*Extracted entries*

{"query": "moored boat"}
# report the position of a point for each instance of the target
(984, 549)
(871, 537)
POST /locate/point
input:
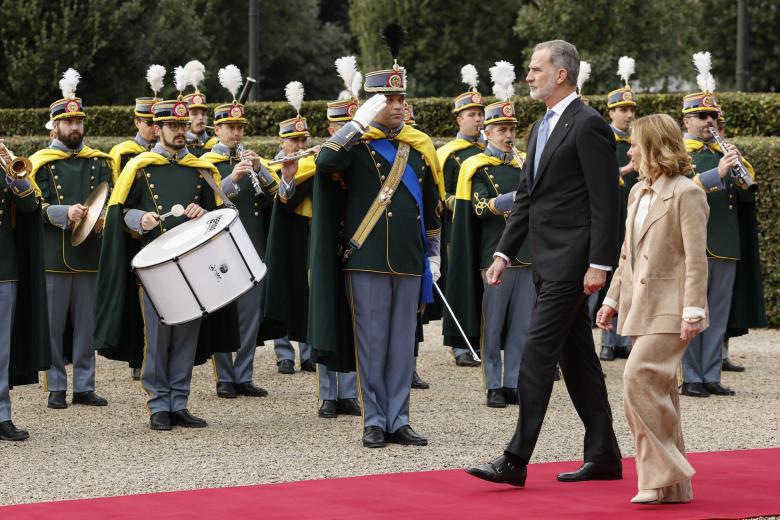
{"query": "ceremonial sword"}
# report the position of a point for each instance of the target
==
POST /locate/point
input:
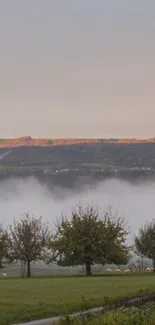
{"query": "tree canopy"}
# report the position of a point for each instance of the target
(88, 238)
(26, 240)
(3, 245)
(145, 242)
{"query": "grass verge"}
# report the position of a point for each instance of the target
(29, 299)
...
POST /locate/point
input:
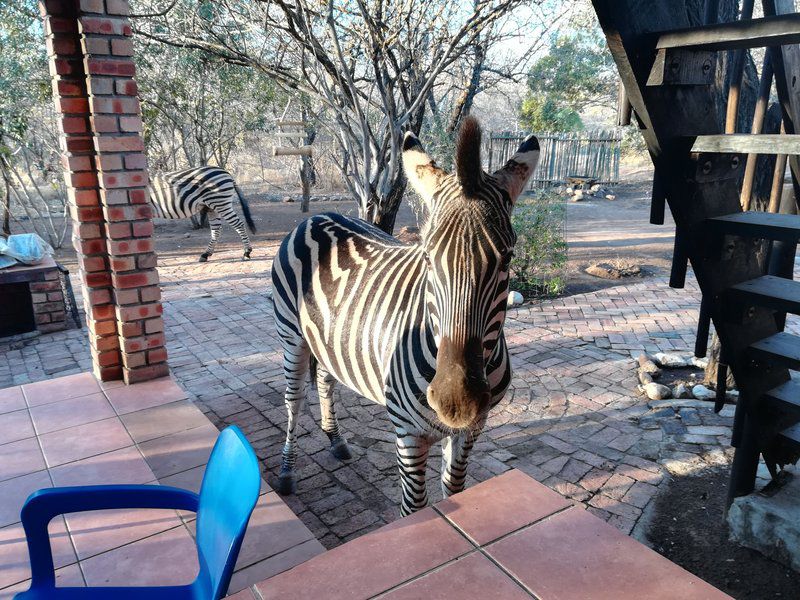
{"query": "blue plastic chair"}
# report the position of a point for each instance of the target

*Exercise brief*
Locate each line in the rows above that contains the string "query" and copy those lines out. Case matters when matching.

*Exercise result*
{"query": "moored boat"}
{"query": "ceremonial sword"}
{"query": "tree canopy"}
{"query": "grass verge"}
{"query": "blue plastic chair"}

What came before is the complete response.